» Work request
Across the listing below, how many lines have the word "Could" in them? Provide only the number.

» Material for the task
# # # #

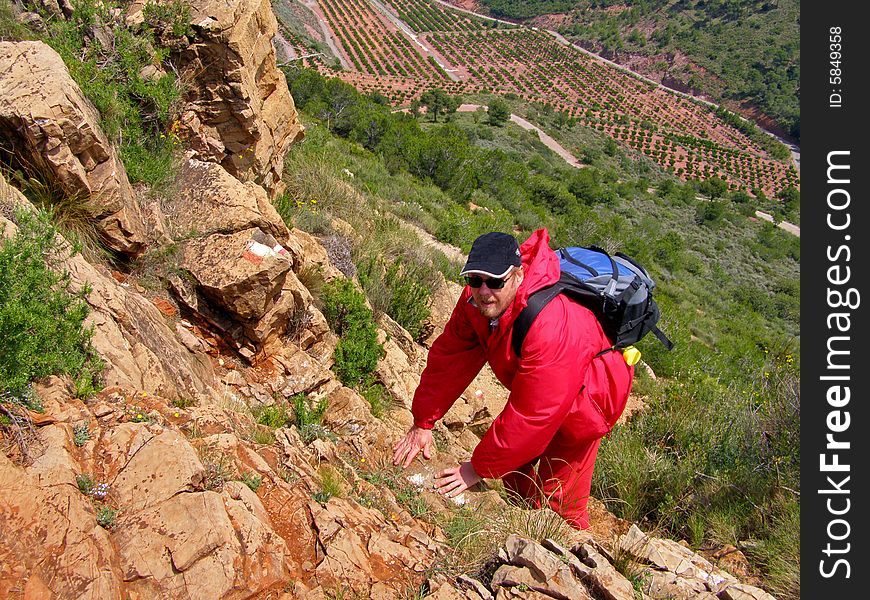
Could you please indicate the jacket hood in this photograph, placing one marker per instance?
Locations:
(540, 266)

# # # #

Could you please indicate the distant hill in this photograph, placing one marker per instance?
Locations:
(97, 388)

# # # #

» Solution to this exercise
2